→ **PROBLEM DETAILS**
The records below must be copied in full, exactly as they read.

→ **THE DATA**
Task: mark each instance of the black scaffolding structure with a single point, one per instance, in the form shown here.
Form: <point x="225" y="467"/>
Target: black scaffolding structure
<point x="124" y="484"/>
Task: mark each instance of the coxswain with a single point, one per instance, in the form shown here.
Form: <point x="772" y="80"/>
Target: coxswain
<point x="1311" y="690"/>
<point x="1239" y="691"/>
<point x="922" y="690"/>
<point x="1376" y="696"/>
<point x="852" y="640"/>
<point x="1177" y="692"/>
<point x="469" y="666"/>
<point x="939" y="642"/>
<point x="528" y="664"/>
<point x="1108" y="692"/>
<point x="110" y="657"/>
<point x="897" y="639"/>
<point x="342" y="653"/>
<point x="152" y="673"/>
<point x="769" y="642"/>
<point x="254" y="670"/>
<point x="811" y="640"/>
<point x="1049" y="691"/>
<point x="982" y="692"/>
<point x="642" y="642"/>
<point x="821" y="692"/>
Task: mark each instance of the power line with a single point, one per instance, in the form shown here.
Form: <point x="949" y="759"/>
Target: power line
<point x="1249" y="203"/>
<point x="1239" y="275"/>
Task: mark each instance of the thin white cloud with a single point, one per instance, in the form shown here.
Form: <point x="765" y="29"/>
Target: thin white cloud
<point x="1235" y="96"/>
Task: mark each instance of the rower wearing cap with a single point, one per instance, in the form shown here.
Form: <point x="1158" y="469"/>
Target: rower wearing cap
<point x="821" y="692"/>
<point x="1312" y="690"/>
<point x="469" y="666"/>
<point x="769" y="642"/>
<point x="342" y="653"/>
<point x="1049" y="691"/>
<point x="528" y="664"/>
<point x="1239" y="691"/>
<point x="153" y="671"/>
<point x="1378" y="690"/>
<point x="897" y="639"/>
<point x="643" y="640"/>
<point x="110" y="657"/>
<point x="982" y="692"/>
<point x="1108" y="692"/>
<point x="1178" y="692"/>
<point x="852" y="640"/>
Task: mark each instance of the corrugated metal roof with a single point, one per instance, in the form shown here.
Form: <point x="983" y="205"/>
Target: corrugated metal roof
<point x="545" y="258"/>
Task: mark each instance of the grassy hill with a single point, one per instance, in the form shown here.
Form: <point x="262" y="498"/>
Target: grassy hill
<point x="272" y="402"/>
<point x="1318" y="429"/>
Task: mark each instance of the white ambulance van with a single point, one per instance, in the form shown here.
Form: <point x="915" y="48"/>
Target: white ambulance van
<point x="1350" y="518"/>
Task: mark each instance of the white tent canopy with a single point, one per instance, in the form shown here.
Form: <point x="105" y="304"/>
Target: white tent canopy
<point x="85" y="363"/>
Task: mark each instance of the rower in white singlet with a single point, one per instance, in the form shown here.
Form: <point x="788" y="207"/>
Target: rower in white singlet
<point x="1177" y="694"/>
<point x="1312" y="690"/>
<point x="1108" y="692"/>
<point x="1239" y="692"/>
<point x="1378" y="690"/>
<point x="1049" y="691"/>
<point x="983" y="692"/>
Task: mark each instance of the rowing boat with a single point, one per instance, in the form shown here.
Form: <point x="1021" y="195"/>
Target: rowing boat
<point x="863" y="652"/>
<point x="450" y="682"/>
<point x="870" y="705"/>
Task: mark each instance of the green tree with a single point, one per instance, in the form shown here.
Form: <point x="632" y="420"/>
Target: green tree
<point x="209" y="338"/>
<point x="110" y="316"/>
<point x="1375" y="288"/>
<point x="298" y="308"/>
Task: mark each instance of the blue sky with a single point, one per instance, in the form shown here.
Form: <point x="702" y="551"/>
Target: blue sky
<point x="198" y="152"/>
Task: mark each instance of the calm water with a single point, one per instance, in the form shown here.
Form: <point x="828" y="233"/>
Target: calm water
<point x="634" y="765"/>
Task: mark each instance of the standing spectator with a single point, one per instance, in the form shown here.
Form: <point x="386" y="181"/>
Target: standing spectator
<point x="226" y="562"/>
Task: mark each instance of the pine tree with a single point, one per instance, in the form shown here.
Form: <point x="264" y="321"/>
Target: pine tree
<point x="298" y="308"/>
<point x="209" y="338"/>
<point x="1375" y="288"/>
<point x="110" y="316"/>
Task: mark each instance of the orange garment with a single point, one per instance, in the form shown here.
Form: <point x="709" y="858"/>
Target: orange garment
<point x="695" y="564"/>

→ **FINISHED EXERCISE**
Task: mark each instance of the black scaffolding structure with a single point, one per instance, in the form shown here.
Form: <point x="225" y="467"/>
Target: black scaffolding structure
<point x="124" y="484"/>
Task: mark each instance of the coxswain with a single point, one per instance, in the form shown here.
Form: <point x="772" y="80"/>
Target: coxswain
<point x="1311" y="690"/>
<point x="1239" y="691"/>
<point x="922" y="690"/>
<point x="1376" y="696"/>
<point x="852" y="640"/>
<point x="1177" y="692"/>
<point x="469" y="666"/>
<point x="939" y="642"/>
<point x="528" y="664"/>
<point x="1108" y="692"/>
<point x="110" y="657"/>
<point x="897" y="639"/>
<point x="342" y="653"/>
<point x="152" y="673"/>
<point x="769" y="642"/>
<point x="254" y="670"/>
<point x="811" y="640"/>
<point x="1049" y="691"/>
<point x="982" y="692"/>
<point x="642" y="642"/>
<point x="821" y="692"/>
Task: mark each instance of the power line with a single point, one per instance, in the form shown here.
Form: <point x="949" y="759"/>
Target: power line
<point x="1249" y="203"/>
<point x="1239" y="275"/>
Task: mark each instance of the thin white cloud with a single point, one per instance, in the form shown here.
Form: <point x="765" y="29"/>
Target: thin white cloud
<point x="1235" y="96"/>
Task: mark each instance of the rower wearing cap with a single point, one per instance, in the form shown here.
Form: <point x="1158" y="469"/>
Target: rower wearing cap
<point x="821" y="692"/>
<point x="1312" y="690"/>
<point x="469" y="666"/>
<point x="769" y="642"/>
<point x="342" y="653"/>
<point x="1049" y="691"/>
<point x="528" y="664"/>
<point x="1239" y="691"/>
<point x="153" y="671"/>
<point x="1378" y="690"/>
<point x="897" y="639"/>
<point x="643" y="640"/>
<point x="110" y="657"/>
<point x="982" y="692"/>
<point x="1108" y="692"/>
<point x="1178" y="692"/>
<point x="852" y="640"/>
Task: mark each instance of the corrugated metal roof with a single point, one per instance, in the form shown here.
Form: <point x="983" y="205"/>
Target: corrugated metal roof
<point x="545" y="258"/>
Task: mark each instance of the grassy hill with a single point, one per instance, in the form shown here.
Form: <point x="262" y="498"/>
Target: grassy hill
<point x="272" y="402"/>
<point x="1318" y="429"/>
Task: mark each instance of the white ambulance van with a single point, one per instance, in the form shown here.
Form: <point x="915" y="48"/>
Target: white ambulance van
<point x="1350" y="518"/>
Task: mark each instance of the white tent canopy with a single point, one per instance, in the form shown here.
Form: <point x="105" y="304"/>
Target: white tent canopy
<point x="85" y="363"/>
Task: mark each instance of the rower in white singlet with a single point, one per instance, in the form shown here.
Form: <point x="788" y="207"/>
Target: rower in white singlet
<point x="1177" y="694"/>
<point x="1312" y="690"/>
<point x="1108" y="692"/>
<point x="1239" y="692"/>
<point x="1378" y="690"/>
<point x="1049" y="691"/>
<point x="983" y="692"/>
Task: mark each instance of the rowing boat with a single point, one per instance, in the form shown here.
Form: <point x="1021" y="195"/>
Target: rowing boat
<point x="863" y="652"/>
<point x="450" y="682"/>
<point x="870" y="705"/>
Task: mark each instance of the green tree with a single point, one per instance, in the form shown here.
Form: <point x="632" y="420"/>
Target: green tree
<point x="209" y="338"/>
<point x="110" y="316"/>
<point x="1375" y="288"/>
<point x="298" y="308"/>
Task: mark each instance of the blue sky with a single point, one per instance, in the form shown here.
Form: <point x="702" y="551"/>
Target: blue sky
<point x="198" y="152"/>
Task: mark each instance of the calm water with a single point, one per instance, in the form shown here.
Form: <point x="828" y="233"/>
Target: calm water
<point x="634" y="765"/>
Task: mark each instance of the standing spectator with a single point, one per instance, in the form shown here.
Form: <point x="386" y="181"/>
Target: standing spectator
<point x="226" y="562"/>
Task: mark each instance of the pine tree with a single point, one per instance, in the form shown here.
Form: <point x="264" y="321"/>
Target: pine tree
<point x="298" y="308"/>
<point x="209" y="338"/>
<point x="1375" y="288"/>
<point x="110" y="316"/>
Task: mark each instance of the orange garment with a single point, one per instance, in the form shown here.
Form: <point x="709" y="858"/>
Target: orange garment
<point x="695" y="564"/>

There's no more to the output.